### Given instruction 1
Gather every line of the entries below that contains the string "desk", and copy each one. Case counts.

GLASS, STEEL, AND CALIFORNIA LIGHT: A STUDY OF RICHARD NEUTRA
There are architects working design buildings, and then there are architects who design a feeling. Richard Neutra was the latter. I’ve spent more time than I’d like to admit with his work over the years. Scrolling past the same Kaufmann Desert House photographs at midnight, staring at the way a roofline meets a mountain range, and wondering what it would be like to own one of those properties. At one point, I even word vomited about the Kaufmann Desert House being used in Don’t Worry Darling and the lore of it being used in the film simply because someone I worked with mentioned going to Palm Springs. His houses don’t just sit on their sites. They seem to listen to them.
I’ve done deep dives on designers I love before, like Alexander Girard, but Neutra feels different to me. More personal, maybe because his whole philosophy was about the relationship between the building and the human body inside it. The way light hits the floor. The way a wall of glass makes you feel less alone in a landscape. He wasn’t building status symbols. He was building arguments about how people deserved to live. I spent hours going through the long list of properties he created, and was so disappointed finding out how many have been destroyed. Nevertheless, there is still plenty to learn, appreciate, and love about Richard Neutra, so let’s get to it.

### Given instruction 2
In the Richard Neutra study, which other designer does the writer mention having done deep dives on before?

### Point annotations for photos
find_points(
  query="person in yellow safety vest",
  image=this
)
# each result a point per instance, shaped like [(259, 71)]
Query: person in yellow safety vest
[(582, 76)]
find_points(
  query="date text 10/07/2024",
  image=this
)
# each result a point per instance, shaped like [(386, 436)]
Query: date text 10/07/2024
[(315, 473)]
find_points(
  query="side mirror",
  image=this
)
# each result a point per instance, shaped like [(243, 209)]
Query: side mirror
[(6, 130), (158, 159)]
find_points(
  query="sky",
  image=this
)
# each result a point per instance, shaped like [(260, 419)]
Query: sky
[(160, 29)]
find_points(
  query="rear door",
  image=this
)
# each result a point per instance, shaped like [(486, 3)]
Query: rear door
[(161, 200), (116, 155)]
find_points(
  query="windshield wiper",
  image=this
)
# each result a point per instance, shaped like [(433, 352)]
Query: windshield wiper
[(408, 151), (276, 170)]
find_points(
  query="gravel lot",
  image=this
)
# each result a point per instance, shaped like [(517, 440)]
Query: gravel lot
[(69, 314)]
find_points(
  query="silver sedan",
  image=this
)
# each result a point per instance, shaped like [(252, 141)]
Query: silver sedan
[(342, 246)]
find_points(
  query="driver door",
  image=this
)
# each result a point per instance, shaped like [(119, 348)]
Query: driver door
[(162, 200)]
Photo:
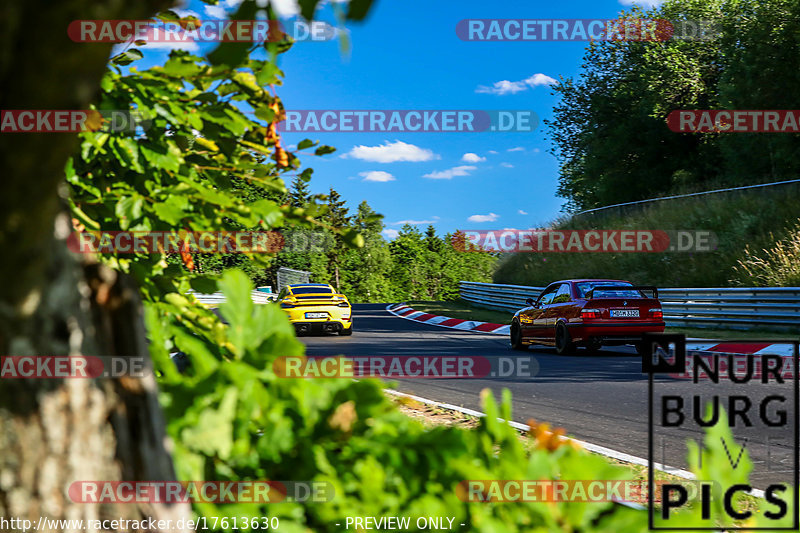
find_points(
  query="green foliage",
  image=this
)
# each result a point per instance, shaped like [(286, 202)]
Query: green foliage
[(778, 266), (609, 129), (204, 164), (232, 418), (742, 222)]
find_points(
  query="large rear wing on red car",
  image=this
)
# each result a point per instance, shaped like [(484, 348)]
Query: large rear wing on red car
[(640, 288)]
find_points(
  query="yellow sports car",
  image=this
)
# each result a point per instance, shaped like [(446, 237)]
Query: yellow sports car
[(317, 307)]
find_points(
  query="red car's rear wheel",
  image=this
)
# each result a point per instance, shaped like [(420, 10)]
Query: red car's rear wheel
[(564, 344), (516, 337)]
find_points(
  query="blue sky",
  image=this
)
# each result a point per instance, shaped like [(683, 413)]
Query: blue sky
[(407, 56)]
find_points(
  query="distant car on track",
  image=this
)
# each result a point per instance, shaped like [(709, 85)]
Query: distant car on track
[(317, 307), (590, 313)]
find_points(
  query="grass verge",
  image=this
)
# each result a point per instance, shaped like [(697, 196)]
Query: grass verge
[(431, 416)]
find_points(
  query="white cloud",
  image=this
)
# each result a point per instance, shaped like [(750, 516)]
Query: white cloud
[(391, 152), (186, 13), (502, 87), (433, 220), (450, 173), (514, 87), (540, 79), (491, 217), (643, 3), (376, 175), (285, 8), (217, 12), (469, 157)]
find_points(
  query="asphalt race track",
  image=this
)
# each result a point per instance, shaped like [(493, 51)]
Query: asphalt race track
[(600, 398)]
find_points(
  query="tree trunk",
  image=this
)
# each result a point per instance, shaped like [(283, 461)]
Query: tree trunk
[(57, 431)]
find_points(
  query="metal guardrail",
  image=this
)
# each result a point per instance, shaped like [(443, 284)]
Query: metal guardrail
[(731, 308), (213, 300)]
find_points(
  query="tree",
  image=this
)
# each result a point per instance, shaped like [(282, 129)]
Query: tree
[(369, 268), (337, 217), (609, 128)]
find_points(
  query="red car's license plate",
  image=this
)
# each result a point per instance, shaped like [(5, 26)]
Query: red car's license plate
[(624, 313)]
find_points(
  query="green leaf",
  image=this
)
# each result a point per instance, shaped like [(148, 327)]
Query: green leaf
[(358, 9), (353, 238), (127, 151), (127, 57), (165, 156), (204, 284), (213, 432), (128, 209), (265, 113), (308, 8)]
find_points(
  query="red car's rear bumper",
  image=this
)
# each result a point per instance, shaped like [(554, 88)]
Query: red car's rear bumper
[(583, 331)]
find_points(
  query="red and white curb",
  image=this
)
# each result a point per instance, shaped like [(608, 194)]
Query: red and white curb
[(588, 446), (404, 311)]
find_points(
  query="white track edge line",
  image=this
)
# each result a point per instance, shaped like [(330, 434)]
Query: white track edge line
[(594, 448), (448, 327)]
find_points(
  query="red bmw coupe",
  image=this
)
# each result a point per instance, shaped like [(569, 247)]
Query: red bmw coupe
[(590, 313)]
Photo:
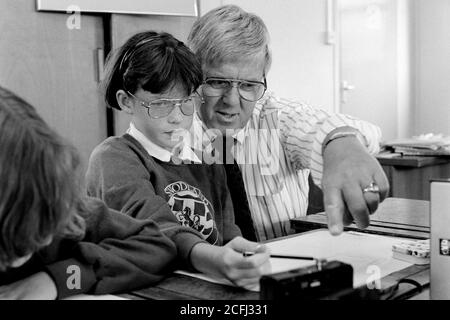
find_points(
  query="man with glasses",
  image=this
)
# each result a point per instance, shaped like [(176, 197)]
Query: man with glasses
[(232, 46)]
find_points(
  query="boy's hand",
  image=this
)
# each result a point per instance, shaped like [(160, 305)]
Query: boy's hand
[(36, 287), (228, 261)]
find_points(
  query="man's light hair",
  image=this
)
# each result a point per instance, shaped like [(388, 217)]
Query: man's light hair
[(228, 34)]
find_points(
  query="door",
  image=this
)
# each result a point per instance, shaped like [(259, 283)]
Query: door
[(368, 62)]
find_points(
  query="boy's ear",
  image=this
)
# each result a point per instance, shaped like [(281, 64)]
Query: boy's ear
[(125, 101)]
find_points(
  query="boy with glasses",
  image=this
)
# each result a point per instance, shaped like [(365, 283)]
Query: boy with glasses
[(154, 78)]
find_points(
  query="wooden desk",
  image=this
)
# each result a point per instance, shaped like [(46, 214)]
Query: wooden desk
[(395, 211), (409, 176), (394, 217)]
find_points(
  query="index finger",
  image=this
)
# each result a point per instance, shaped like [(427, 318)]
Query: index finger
[(334, 209)]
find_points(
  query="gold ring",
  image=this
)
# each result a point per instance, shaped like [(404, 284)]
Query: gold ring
[(373, 187)]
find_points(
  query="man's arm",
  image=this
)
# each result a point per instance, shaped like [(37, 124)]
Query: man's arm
[(339, 151)]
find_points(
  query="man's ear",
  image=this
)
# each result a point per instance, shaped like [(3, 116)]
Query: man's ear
[(125, 101)]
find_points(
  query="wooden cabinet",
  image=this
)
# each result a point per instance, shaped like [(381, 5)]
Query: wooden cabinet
[(54, 69), (409, 177)]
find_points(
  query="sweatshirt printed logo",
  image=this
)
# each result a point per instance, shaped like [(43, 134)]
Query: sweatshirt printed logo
[(192, 209)]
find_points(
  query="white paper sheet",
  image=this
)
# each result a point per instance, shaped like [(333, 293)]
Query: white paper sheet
[(370, 255), (95, 297)]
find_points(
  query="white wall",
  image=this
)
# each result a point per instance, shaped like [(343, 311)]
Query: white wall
[(303, 65), (405, 69), (432, 86)]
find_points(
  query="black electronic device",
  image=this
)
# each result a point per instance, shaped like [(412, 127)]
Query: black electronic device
[(313, 282)]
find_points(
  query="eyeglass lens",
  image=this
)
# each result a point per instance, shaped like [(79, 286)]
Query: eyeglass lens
[(247, 90), (160, 109)]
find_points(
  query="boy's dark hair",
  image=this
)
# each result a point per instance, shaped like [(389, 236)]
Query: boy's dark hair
[(153, 61), (39, 184)]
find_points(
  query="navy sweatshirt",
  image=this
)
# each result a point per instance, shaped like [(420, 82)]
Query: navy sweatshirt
[(190, 202)]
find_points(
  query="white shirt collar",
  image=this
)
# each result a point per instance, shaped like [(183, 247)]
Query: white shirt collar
[(183, 151), (204, 134)]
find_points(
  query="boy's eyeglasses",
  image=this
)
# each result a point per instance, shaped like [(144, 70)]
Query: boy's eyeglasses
[(248, 90), (161, 108)]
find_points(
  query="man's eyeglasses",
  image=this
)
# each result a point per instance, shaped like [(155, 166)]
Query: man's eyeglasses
[(248, 90), (161, 108)]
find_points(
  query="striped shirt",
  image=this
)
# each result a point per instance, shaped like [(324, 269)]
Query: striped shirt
[(277, 149)]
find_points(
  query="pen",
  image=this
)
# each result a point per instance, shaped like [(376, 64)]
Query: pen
[(251, 253), (319, 262)]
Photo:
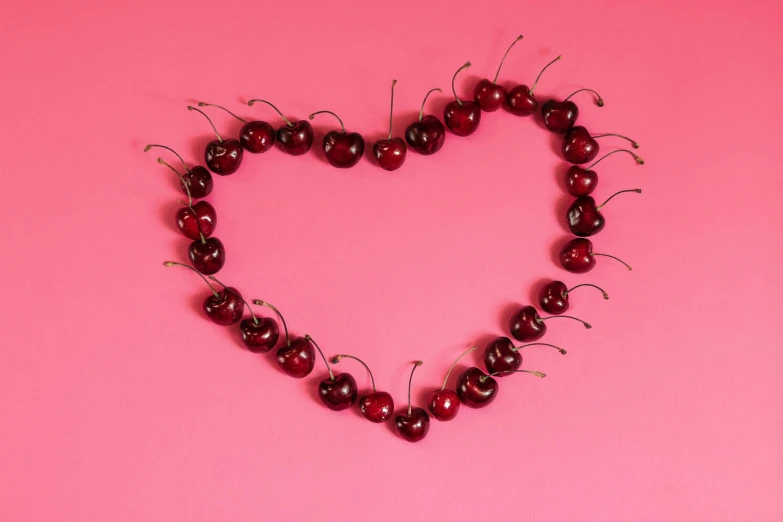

### Answer 1
  query="wooden desk",
Query: wooden desk

### Answer 2
Alexander Girard